* Excerpt to read
——

1. Field of the Invention
The present invention relates to computer memory architecture, and, in particular, to the architecture of content-addressable memory.
2. Description of the Related Art
Content-addressable memory (CAM) is a particular type of random access memory (RAM) that can be written to and read from like a standard RAM, but can also be searched for specific content. In particular, CAM memory can be searched for a set of consecutive CAM cells that have a specified string of data values. Typically, the size of the search string corresponds to the word length of the CAM memory, and the search is performed in parallel in all data words to output, if the string is found, the address of the CAM word where the string exists. In a typical CAM design, if the string exists in two or more CAM words, the search will identify only one of them (e.g., the one with the lowest address).

——

* Data section
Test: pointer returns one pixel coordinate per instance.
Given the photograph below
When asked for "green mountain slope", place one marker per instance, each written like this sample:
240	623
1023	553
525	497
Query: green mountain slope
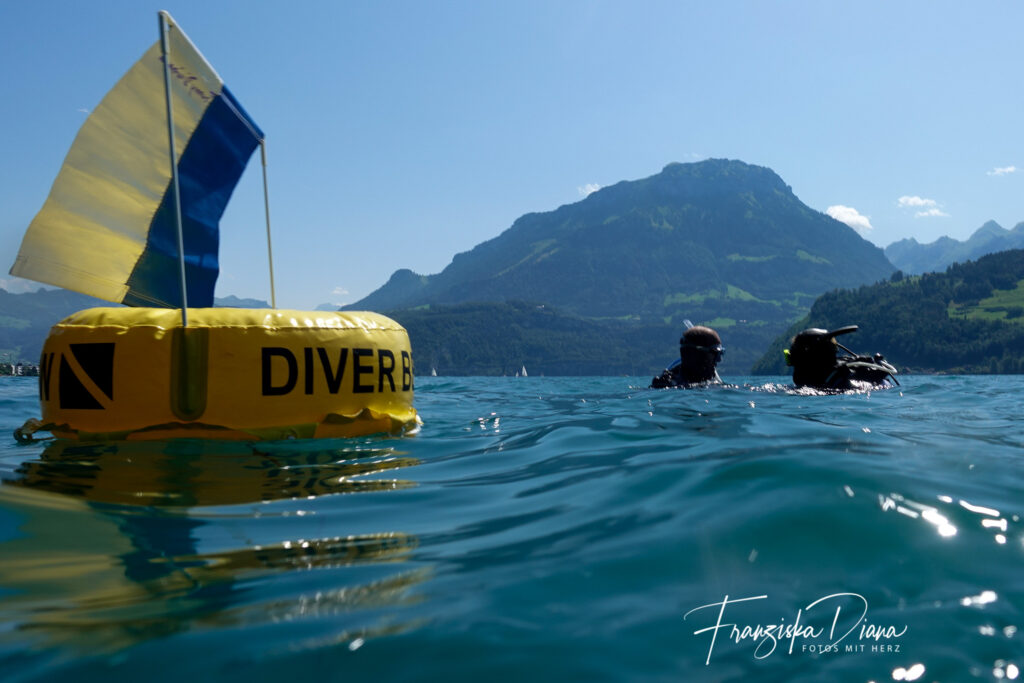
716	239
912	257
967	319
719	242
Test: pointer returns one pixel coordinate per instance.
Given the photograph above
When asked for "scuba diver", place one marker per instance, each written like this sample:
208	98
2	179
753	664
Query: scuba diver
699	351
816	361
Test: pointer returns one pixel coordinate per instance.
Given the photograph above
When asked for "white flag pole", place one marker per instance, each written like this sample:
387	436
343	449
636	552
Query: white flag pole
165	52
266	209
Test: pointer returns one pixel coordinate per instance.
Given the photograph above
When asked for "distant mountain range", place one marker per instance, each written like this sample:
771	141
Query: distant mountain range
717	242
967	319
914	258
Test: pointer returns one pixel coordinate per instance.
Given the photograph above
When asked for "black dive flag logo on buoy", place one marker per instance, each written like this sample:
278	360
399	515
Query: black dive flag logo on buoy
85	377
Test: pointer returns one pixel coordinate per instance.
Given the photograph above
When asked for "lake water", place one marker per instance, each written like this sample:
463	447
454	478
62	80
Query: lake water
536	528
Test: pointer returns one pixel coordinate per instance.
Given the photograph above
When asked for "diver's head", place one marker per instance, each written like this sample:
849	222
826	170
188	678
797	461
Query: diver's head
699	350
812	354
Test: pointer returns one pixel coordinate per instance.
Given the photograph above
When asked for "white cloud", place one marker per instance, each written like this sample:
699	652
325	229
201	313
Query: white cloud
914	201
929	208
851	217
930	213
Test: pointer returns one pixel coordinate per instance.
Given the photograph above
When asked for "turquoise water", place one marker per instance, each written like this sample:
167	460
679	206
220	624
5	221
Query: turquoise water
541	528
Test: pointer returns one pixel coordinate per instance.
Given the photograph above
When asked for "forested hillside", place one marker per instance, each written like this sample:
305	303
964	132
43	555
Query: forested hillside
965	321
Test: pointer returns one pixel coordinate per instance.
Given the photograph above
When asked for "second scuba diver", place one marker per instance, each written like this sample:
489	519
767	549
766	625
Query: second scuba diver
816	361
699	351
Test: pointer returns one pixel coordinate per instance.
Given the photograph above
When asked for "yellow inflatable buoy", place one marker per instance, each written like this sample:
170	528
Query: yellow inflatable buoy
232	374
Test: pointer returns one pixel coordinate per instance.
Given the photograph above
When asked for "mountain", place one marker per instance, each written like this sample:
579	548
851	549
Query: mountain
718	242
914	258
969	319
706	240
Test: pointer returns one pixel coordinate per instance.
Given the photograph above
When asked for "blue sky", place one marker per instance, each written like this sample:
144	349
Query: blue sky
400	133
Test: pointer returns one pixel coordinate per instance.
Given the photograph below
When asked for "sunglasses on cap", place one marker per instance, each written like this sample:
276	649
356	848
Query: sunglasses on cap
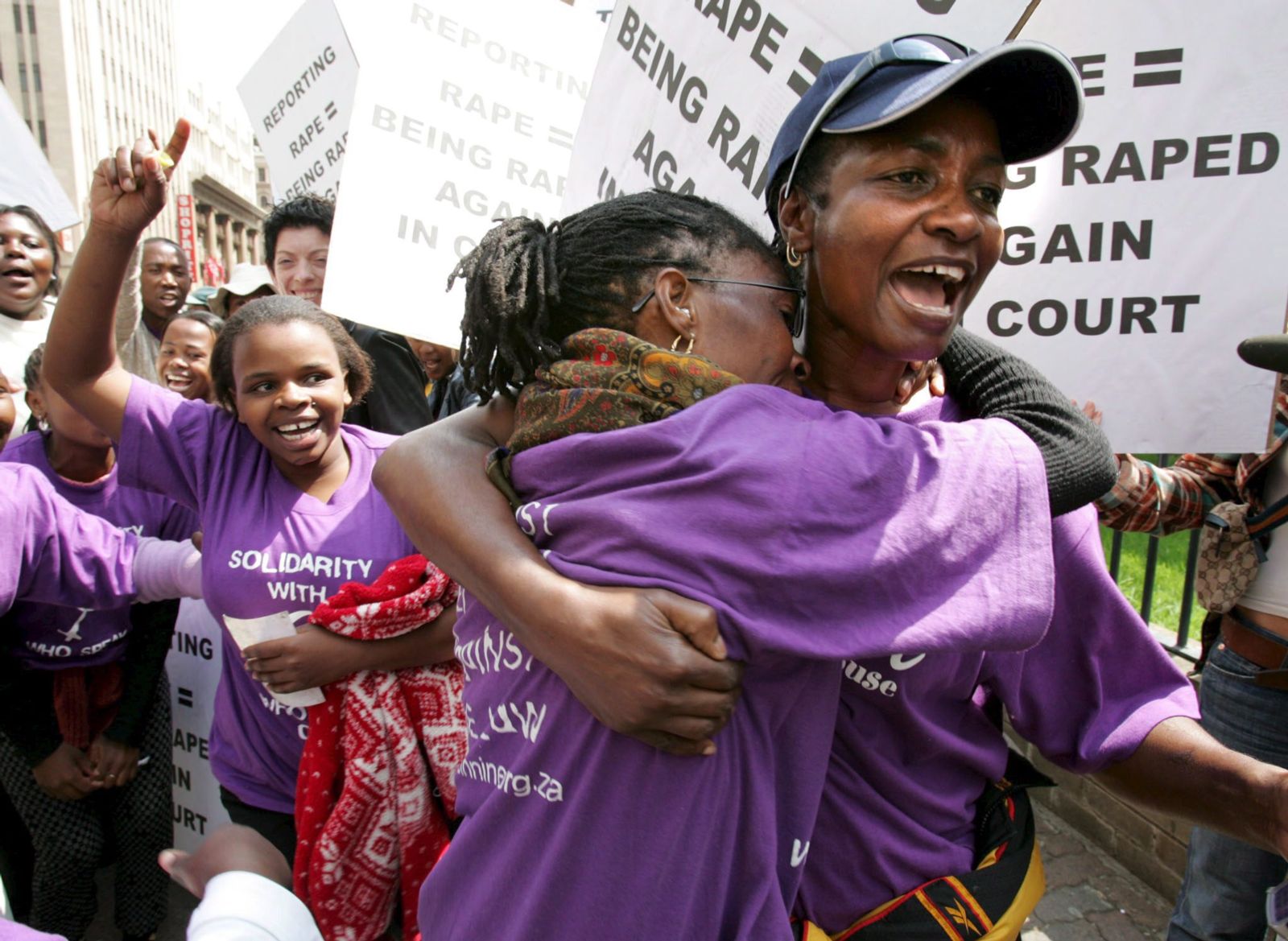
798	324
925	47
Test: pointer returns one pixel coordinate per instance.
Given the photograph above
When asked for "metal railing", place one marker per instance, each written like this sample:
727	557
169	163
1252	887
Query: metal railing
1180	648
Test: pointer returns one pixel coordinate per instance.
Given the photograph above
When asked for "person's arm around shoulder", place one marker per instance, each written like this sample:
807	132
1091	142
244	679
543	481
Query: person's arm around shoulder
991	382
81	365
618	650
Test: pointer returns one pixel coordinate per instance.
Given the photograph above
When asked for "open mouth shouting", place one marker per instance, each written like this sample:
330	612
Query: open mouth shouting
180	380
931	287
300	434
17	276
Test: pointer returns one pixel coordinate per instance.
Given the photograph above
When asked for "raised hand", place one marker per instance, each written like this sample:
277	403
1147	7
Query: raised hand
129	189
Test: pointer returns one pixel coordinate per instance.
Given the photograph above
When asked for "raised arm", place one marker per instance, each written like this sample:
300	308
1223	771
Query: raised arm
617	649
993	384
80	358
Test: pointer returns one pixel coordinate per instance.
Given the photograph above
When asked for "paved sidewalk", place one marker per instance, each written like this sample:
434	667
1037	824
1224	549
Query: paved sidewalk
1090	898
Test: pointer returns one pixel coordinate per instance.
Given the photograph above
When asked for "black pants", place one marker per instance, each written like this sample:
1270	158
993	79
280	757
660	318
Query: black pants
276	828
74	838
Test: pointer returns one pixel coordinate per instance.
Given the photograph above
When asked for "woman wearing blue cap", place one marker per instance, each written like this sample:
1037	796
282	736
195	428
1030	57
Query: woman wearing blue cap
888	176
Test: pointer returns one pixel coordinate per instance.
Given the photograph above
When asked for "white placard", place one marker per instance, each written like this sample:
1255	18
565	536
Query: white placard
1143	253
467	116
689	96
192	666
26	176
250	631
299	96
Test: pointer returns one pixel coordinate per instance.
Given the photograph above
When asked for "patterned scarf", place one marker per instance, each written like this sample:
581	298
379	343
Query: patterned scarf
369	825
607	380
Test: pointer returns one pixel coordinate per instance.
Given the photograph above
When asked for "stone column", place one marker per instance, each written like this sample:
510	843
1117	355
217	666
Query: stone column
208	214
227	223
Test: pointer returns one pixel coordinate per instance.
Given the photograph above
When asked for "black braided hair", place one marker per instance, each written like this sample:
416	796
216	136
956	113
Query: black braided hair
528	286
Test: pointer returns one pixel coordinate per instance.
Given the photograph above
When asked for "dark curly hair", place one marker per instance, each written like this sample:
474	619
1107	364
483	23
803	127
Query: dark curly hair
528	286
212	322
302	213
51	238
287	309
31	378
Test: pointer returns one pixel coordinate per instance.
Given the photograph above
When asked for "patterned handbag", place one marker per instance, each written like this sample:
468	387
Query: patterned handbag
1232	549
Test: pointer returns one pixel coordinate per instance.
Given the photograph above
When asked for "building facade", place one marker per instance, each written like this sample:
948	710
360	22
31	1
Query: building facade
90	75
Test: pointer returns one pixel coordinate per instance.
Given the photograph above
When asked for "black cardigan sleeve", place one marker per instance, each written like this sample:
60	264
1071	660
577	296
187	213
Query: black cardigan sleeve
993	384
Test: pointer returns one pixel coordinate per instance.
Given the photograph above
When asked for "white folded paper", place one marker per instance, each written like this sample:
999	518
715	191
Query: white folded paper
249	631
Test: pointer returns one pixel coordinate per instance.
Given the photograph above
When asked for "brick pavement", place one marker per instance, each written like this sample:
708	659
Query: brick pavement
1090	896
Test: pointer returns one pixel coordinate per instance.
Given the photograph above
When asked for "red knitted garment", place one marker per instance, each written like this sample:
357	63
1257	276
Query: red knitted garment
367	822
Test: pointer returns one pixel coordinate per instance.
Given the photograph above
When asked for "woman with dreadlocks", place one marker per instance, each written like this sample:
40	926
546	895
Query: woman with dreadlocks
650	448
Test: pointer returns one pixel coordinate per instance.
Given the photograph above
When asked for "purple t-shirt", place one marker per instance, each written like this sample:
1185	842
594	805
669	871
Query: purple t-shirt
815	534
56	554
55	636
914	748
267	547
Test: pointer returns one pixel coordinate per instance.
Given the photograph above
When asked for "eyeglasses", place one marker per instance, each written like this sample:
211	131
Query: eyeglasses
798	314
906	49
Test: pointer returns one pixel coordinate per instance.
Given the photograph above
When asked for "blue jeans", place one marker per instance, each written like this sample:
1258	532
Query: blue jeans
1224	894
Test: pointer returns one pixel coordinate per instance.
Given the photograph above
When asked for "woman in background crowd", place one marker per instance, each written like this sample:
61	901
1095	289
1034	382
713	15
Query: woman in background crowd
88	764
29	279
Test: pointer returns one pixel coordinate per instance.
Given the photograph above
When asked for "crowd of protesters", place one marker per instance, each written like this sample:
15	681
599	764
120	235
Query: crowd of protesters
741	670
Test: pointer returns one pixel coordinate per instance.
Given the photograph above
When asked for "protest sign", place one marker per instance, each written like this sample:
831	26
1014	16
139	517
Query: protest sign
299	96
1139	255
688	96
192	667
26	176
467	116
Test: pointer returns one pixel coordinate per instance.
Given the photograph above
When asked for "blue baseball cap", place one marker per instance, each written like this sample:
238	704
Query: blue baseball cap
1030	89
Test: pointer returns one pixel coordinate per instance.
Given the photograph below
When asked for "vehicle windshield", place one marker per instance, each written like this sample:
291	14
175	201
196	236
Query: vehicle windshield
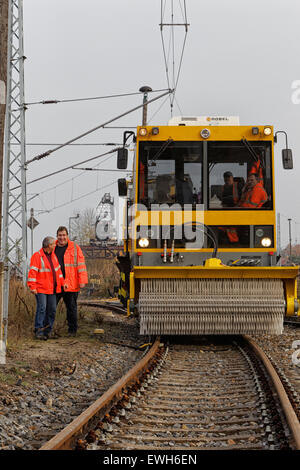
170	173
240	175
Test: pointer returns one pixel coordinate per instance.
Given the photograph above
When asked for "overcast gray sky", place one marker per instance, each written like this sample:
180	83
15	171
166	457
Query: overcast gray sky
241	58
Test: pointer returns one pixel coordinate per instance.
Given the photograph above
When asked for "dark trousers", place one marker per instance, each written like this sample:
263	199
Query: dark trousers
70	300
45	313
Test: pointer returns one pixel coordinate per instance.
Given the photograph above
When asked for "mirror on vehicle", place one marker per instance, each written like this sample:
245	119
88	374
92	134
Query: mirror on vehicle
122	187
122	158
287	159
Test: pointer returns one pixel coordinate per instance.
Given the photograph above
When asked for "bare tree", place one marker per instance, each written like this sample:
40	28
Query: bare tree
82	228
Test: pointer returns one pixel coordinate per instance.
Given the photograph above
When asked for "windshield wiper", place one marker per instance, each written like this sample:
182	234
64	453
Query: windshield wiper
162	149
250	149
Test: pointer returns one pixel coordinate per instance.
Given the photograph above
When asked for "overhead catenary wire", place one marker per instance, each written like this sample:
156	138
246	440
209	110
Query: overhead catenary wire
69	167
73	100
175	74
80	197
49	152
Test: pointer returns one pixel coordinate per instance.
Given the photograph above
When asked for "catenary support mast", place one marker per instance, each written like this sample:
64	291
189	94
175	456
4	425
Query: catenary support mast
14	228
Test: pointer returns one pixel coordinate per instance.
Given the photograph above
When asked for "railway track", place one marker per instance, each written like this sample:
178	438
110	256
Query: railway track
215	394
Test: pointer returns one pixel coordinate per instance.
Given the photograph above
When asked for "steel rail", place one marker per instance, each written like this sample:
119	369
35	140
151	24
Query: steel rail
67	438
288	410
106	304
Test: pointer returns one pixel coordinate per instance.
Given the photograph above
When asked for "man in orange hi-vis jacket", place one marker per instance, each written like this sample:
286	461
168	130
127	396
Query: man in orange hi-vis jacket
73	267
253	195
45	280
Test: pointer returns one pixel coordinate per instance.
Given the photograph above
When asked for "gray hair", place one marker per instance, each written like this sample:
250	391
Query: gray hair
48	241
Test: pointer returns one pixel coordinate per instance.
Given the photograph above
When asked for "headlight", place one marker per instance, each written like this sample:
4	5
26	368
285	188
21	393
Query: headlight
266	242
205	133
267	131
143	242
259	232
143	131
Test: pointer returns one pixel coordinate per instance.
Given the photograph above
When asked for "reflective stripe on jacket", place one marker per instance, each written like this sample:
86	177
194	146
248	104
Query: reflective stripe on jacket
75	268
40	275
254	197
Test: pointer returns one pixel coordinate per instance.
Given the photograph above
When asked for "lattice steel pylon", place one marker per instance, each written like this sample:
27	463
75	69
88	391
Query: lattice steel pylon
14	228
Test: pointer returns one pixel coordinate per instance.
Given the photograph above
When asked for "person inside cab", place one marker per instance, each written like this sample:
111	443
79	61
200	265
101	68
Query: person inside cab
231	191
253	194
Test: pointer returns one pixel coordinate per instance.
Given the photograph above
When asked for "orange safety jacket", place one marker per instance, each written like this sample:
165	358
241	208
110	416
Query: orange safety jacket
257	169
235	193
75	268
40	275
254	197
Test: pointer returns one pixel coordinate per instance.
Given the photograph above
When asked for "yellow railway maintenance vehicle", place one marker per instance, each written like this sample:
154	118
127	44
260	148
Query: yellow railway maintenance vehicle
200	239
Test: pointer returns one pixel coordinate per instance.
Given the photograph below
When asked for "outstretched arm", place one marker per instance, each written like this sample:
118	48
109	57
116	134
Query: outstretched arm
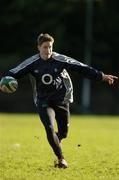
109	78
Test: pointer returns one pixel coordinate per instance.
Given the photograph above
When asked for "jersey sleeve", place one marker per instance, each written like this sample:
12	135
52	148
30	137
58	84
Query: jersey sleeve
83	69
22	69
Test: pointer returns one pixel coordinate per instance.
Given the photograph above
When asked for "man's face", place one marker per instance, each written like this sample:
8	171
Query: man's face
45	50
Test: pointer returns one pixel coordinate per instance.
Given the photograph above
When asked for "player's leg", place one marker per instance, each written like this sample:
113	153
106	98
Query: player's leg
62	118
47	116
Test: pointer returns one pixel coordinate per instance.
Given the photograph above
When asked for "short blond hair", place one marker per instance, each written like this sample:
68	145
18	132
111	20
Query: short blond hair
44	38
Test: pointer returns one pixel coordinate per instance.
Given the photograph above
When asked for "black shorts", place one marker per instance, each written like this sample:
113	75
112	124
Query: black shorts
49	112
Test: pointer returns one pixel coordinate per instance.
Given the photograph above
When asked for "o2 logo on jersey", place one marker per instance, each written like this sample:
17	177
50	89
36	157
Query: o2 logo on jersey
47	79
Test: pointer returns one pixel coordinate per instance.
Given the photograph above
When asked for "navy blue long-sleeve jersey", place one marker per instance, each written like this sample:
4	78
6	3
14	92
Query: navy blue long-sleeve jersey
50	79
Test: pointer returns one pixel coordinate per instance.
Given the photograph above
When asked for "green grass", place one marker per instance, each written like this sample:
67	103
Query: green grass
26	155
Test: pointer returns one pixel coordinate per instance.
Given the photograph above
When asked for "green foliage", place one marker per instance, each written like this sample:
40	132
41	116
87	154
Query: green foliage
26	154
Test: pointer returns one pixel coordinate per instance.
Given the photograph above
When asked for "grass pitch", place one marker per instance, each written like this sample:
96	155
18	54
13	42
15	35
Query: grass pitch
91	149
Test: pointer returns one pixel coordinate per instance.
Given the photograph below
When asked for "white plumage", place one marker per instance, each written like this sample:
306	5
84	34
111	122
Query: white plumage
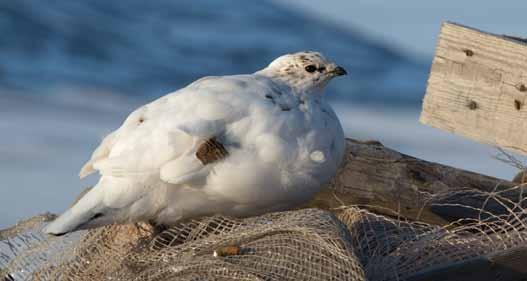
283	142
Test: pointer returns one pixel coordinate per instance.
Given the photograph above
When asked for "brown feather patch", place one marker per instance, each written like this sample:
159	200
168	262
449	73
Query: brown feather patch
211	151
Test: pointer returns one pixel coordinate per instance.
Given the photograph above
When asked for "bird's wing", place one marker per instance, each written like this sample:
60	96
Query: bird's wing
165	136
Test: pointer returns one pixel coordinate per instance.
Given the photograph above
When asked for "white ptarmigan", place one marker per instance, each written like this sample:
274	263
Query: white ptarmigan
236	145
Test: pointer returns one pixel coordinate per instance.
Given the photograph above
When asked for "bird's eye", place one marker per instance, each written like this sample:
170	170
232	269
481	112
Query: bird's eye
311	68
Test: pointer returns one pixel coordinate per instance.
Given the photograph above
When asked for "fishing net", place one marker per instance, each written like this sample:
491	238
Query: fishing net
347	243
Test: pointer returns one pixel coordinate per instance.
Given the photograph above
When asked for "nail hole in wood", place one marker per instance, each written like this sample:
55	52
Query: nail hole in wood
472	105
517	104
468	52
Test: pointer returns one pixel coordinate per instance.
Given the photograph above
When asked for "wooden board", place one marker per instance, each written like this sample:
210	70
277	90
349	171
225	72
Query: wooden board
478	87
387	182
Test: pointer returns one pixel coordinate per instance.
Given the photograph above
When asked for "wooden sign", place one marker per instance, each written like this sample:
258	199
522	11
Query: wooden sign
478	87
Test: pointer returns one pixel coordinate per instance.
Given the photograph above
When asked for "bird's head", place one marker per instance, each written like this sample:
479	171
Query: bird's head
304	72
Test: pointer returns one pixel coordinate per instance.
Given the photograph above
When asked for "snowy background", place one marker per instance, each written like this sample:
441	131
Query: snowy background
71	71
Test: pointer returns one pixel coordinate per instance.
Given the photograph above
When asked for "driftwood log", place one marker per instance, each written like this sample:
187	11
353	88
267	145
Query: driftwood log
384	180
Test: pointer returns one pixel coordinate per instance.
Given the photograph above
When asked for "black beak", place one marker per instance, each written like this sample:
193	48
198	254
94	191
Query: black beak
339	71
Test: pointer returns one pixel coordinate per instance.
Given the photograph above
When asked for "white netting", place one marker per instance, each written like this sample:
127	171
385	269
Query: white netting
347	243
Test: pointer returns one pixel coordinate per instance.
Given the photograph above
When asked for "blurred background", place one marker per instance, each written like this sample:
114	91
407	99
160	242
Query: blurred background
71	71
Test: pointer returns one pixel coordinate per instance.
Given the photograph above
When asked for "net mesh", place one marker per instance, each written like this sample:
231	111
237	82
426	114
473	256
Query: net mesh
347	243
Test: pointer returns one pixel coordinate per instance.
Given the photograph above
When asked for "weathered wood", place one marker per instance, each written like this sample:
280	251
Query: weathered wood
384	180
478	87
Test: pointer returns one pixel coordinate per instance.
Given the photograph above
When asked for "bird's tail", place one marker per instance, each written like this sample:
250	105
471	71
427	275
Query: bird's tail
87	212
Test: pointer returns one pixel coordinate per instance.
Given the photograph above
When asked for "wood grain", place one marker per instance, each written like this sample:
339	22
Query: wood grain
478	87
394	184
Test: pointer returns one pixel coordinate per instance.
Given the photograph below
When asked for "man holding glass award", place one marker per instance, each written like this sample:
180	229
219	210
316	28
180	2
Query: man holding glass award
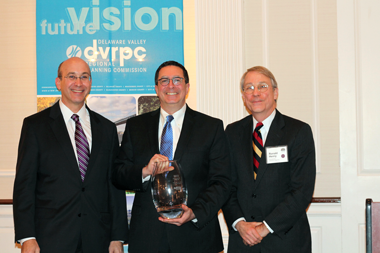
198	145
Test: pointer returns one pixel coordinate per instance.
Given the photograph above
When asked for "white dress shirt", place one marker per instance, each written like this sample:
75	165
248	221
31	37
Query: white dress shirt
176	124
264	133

——

* Questions
**1)** Answer these questions about the passage on content-addressable memory:
(a) What does the present invention relate to, in particular?
(b) What does the size of the search string typically correspond to?
(c) In a typical CAM design, how many CAM words does a search identify when the string exists in two or more of them?
**2)** Reproduce the part of the passage on content-addressable memory starting at "1. Field of" and ending at "of content-addressable memory.".
The items have no connection to the passage on content-addressable memory.

* Responses
**1)**
(a) The architecture of content-addressable memory.
(b) The word length of the CAM memory.
(c) Only one, for example the one with the lowest address.

**2)**
1. Field of the Invention
The present invention relates to computer memory architecture, and, in particular, to the architecture of content-addressable memory.